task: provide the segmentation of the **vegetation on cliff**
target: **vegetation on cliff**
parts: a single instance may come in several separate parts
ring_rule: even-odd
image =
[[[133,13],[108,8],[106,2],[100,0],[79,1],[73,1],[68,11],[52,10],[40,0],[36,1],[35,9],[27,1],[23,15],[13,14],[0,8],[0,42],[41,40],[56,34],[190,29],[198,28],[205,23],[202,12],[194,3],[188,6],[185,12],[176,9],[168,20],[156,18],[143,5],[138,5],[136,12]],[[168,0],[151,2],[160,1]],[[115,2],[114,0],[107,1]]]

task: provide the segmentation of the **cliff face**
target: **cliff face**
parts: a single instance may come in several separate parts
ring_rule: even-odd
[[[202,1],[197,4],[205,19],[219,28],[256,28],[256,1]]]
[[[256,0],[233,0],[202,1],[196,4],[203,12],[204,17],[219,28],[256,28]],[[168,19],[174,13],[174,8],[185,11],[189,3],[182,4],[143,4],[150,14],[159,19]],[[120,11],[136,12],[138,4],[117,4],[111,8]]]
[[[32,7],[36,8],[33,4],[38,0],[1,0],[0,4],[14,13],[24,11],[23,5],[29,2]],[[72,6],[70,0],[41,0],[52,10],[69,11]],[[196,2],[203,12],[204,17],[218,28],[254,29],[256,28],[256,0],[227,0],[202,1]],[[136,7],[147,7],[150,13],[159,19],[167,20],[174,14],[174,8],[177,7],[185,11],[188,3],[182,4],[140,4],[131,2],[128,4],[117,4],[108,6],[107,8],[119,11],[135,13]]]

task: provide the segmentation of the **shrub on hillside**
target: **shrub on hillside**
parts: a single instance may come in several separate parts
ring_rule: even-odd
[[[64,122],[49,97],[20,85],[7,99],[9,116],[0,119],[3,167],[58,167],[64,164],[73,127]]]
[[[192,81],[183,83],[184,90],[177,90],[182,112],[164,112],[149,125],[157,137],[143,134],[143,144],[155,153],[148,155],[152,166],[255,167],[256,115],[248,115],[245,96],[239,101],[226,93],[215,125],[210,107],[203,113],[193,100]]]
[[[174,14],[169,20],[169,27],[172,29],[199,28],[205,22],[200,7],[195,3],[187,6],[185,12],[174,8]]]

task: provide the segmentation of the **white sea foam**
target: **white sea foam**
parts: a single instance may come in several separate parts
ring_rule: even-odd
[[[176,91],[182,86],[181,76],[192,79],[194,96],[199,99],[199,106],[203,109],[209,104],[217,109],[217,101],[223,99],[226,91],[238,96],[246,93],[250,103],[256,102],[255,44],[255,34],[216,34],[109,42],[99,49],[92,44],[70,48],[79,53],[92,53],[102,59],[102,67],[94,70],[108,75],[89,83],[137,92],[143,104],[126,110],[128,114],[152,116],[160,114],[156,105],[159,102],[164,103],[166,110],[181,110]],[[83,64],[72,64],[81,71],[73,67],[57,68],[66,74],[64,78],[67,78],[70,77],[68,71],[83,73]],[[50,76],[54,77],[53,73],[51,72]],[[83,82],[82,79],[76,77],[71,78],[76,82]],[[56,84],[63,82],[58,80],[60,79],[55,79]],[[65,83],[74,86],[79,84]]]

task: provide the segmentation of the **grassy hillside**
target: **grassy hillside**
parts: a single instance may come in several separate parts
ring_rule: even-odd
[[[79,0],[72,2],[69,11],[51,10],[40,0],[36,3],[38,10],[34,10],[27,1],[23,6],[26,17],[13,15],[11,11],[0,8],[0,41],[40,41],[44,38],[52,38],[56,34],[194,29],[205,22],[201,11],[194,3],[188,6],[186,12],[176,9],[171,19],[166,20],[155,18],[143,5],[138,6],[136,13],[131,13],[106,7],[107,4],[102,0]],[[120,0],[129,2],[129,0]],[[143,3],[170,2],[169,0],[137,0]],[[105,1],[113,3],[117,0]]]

==

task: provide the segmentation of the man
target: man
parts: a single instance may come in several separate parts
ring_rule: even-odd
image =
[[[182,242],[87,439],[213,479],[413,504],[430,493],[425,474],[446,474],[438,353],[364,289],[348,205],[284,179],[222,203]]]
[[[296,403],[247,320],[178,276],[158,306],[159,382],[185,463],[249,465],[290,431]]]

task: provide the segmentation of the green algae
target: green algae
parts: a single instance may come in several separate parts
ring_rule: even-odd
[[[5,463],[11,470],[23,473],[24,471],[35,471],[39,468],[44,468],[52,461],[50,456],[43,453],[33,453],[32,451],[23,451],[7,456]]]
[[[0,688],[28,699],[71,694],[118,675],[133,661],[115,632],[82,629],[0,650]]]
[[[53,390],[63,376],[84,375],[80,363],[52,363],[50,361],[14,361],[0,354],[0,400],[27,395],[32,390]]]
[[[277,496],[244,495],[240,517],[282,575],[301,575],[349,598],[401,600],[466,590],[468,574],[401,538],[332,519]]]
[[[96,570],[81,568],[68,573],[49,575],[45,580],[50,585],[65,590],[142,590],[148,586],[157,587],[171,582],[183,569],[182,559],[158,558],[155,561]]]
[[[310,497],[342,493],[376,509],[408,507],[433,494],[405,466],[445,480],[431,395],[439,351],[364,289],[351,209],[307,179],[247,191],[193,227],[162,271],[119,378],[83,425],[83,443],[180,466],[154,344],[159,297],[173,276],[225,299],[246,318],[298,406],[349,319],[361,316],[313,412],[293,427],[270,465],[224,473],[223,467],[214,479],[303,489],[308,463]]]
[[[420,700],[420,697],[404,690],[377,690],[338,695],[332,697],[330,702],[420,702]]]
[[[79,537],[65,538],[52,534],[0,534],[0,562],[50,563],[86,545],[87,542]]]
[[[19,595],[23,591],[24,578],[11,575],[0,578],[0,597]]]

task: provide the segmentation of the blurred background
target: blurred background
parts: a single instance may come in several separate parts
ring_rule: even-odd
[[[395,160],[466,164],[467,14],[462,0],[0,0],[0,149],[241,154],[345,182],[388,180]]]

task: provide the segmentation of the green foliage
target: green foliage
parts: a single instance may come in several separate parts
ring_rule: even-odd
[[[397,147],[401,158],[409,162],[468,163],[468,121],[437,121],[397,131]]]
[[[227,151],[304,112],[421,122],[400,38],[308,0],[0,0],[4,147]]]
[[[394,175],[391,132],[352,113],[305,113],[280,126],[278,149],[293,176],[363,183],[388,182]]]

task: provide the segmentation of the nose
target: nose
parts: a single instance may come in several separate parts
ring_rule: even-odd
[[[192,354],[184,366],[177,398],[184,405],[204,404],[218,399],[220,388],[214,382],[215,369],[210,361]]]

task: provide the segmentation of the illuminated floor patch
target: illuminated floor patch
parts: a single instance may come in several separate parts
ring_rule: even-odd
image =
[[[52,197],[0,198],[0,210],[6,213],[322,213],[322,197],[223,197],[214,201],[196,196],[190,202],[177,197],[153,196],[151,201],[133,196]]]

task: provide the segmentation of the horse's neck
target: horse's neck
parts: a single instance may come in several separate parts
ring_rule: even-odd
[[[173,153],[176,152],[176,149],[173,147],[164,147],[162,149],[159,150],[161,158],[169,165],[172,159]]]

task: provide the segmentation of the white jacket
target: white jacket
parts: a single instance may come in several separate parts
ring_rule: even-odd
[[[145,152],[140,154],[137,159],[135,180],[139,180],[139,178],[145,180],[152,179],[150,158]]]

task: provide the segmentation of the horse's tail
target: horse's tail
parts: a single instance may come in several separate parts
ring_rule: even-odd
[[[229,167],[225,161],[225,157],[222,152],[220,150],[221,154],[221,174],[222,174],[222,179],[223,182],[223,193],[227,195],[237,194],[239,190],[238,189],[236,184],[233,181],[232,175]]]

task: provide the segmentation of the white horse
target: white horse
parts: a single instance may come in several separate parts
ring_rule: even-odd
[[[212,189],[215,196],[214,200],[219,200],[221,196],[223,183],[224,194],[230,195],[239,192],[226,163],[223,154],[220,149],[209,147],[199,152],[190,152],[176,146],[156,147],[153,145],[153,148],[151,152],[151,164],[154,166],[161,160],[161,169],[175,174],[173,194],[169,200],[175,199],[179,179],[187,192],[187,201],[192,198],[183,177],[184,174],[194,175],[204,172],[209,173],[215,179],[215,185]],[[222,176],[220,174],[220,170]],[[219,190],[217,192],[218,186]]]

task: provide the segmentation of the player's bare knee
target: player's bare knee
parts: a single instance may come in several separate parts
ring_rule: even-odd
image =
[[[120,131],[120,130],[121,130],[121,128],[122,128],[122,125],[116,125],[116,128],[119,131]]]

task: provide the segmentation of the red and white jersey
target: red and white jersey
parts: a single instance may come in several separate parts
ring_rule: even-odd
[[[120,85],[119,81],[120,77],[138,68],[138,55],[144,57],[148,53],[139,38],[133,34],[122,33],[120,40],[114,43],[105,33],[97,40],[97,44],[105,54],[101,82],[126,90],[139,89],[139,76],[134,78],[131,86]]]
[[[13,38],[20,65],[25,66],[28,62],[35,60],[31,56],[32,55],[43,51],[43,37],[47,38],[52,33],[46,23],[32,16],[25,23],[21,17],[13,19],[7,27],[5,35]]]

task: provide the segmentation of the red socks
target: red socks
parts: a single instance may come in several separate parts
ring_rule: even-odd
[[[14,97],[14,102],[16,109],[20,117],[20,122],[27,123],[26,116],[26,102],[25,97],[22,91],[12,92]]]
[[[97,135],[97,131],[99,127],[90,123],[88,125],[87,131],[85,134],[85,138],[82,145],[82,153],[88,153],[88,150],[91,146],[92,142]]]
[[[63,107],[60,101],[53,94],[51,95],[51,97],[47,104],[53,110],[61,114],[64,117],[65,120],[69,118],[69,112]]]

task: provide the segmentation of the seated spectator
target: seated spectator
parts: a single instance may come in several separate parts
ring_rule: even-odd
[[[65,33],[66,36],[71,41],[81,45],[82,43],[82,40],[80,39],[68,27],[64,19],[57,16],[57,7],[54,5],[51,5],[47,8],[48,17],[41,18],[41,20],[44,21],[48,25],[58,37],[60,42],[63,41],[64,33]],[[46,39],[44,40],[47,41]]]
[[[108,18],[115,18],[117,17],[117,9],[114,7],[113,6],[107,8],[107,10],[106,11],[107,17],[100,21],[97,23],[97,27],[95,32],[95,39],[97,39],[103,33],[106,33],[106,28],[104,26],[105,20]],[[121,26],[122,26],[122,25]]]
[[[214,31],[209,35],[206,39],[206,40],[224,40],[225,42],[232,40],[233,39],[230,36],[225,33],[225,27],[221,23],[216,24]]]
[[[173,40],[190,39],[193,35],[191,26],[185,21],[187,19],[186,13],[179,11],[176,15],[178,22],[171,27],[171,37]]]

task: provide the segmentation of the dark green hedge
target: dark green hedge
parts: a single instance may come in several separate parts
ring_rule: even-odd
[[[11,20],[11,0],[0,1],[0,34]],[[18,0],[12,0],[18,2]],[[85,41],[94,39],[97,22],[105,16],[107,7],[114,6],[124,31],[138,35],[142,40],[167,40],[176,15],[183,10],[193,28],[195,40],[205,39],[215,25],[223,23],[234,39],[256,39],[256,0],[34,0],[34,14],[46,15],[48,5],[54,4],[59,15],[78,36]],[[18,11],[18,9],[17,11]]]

**What you are asked to do**
Return every line in the entries above that contains the string "horse", copying each such line in full.

**Response**
task: provide the segmentation of the horse's neck
target: horse's neck
task: provide the segmentation of the horse's tail
target: horse's tail
task: provide the segmentation of the white horse
target: white horse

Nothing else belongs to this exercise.